Records from a data collection:
========

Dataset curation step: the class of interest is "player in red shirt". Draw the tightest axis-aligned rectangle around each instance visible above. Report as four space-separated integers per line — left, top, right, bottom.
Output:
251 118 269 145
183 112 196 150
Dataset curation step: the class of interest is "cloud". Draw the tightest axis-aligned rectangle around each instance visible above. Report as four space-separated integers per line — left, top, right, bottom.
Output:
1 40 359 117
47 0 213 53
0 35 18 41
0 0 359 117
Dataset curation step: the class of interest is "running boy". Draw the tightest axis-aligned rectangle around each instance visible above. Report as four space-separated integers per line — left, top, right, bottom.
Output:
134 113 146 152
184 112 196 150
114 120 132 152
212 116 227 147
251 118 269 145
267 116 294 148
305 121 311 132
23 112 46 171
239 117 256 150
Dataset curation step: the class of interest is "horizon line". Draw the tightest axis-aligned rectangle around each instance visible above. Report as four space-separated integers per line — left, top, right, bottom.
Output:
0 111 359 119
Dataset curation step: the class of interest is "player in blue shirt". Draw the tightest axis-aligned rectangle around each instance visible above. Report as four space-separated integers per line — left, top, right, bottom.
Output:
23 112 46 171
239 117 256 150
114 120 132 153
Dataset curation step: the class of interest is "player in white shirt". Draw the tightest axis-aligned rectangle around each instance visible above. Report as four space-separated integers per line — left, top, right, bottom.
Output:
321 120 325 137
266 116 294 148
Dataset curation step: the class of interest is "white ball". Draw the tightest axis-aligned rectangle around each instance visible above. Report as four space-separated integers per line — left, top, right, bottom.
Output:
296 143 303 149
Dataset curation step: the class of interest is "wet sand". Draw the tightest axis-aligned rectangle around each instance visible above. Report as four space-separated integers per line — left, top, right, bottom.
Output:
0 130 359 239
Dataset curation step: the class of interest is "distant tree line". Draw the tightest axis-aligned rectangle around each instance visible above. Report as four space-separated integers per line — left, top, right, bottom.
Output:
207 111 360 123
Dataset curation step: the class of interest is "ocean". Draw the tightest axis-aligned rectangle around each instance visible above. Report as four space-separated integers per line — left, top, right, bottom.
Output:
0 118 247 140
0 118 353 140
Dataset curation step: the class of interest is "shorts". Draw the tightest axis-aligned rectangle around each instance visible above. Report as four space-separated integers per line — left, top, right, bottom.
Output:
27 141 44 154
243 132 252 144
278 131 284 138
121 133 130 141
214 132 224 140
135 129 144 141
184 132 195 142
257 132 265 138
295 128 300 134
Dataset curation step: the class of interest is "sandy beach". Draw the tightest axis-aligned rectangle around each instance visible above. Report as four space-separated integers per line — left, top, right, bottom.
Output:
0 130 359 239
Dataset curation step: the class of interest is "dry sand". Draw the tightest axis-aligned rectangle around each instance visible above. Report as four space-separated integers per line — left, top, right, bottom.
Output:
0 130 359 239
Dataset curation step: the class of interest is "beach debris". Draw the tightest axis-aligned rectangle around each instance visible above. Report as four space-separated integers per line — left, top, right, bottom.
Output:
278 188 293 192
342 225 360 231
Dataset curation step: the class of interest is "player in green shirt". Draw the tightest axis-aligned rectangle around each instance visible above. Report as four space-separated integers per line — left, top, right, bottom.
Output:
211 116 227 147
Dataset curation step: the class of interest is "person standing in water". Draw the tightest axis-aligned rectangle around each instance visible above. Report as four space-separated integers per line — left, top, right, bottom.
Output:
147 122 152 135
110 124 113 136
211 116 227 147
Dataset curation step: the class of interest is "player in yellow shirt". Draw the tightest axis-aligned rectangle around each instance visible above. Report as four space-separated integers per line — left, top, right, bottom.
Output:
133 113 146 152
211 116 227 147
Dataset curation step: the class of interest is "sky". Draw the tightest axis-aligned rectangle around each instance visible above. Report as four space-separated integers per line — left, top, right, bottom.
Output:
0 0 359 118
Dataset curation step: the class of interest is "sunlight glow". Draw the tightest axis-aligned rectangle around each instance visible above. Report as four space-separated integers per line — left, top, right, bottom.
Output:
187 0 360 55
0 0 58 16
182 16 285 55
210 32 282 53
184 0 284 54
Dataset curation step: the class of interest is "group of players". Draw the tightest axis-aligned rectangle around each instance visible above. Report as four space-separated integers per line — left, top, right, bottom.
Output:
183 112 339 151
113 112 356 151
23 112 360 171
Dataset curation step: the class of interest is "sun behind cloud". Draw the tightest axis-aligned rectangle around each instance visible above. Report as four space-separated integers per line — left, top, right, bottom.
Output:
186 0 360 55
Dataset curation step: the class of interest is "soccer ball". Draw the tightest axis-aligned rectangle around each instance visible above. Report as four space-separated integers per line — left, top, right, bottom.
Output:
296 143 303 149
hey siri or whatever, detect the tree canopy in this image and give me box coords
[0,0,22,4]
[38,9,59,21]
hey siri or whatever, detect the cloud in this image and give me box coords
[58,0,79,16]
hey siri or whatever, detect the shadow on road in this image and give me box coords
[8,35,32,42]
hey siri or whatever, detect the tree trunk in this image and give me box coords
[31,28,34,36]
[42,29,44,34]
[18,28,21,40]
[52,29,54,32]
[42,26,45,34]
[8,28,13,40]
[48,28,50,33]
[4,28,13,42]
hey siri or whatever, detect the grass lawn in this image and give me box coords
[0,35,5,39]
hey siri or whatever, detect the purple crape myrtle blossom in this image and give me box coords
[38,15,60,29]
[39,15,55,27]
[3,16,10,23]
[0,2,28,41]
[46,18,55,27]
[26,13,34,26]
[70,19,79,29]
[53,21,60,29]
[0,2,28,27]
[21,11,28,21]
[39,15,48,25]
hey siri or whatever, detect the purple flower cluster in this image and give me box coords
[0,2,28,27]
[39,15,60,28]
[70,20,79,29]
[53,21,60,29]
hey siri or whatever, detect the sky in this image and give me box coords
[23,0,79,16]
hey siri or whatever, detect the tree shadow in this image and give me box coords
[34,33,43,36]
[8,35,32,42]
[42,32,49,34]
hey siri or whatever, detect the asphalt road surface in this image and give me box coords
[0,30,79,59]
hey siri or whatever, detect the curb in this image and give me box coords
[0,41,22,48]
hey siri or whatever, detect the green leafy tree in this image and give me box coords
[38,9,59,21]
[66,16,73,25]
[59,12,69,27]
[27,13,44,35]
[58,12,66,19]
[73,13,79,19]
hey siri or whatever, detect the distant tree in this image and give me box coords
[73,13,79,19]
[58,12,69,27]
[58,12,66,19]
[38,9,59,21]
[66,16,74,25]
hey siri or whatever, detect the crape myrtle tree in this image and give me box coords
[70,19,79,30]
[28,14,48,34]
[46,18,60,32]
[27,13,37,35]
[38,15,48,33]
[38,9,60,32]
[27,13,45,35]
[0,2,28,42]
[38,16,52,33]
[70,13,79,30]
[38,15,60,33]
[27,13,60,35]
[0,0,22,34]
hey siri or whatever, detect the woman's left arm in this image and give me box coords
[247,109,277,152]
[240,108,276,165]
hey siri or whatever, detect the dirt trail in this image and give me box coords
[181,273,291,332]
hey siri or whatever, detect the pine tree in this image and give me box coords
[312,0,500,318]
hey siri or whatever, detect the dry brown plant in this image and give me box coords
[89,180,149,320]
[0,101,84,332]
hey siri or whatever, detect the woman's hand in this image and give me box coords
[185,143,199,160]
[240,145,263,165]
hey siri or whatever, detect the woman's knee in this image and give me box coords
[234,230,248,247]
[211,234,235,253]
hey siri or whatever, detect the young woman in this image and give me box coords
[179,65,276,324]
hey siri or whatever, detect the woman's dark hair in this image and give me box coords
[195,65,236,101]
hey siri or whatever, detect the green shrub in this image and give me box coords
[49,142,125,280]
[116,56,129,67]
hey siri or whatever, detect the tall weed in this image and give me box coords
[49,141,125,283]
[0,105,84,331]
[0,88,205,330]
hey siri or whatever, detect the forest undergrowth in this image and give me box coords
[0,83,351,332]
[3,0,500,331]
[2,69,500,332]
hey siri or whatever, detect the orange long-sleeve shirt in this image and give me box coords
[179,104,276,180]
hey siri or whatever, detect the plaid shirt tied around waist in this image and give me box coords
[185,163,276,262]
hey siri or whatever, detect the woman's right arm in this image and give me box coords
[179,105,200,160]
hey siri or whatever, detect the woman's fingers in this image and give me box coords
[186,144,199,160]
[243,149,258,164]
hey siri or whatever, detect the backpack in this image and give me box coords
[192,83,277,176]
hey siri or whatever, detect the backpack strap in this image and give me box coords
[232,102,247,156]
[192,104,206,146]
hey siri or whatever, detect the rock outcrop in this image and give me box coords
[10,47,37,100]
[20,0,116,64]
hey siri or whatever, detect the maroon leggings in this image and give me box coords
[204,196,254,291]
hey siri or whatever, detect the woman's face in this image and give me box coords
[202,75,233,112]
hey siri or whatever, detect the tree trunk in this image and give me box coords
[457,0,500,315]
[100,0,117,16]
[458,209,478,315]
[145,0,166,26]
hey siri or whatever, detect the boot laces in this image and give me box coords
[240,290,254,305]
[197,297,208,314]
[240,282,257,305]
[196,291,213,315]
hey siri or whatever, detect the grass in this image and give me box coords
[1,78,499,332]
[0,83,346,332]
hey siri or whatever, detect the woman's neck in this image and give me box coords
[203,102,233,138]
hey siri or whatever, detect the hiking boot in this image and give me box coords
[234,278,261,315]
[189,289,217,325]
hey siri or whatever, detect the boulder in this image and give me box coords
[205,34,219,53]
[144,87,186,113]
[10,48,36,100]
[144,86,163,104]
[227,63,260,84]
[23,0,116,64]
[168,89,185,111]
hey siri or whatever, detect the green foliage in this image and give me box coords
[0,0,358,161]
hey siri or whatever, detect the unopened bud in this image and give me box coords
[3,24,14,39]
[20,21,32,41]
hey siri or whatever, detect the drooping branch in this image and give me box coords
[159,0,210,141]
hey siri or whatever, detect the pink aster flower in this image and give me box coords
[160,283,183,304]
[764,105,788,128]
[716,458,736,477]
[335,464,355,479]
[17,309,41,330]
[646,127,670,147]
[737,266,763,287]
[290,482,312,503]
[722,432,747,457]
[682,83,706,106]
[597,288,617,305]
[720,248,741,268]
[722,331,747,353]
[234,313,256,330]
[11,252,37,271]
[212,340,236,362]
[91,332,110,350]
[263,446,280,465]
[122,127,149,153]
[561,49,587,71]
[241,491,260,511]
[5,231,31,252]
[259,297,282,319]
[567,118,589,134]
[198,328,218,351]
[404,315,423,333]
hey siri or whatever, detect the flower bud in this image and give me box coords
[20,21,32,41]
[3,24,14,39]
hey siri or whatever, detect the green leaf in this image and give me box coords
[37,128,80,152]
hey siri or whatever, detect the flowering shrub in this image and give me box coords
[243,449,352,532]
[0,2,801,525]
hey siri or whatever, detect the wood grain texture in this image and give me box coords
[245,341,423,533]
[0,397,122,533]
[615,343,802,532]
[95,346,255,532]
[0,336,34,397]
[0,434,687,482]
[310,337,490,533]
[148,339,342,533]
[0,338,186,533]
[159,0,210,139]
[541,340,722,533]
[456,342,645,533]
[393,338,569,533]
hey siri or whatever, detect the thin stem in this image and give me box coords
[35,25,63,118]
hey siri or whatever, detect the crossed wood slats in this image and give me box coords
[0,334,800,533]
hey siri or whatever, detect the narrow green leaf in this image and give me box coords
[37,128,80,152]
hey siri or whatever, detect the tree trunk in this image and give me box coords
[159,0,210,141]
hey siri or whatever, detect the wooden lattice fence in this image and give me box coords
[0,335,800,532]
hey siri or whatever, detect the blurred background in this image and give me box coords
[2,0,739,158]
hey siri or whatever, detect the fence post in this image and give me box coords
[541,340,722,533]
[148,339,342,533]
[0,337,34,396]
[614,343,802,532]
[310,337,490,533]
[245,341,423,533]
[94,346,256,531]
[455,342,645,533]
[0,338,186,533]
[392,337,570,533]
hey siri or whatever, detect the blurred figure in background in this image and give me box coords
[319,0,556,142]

========

__Work request__: Look for the string "white" in the records, and copy every line where it is found.

__Solution to this task__:
Dataset curation step: the class of interest is "player in white shirt". Draw the tightest axis-aligned rectangle around each instance visible above. Report as four space-separated integers per line — left, top, right, bottom.
Dataset curation step: the class of interest is "white ball". Draw the tightest axis-aligned rectangle around each instance visible above. Report as four space-separated integers per line — left, top, right, bottom.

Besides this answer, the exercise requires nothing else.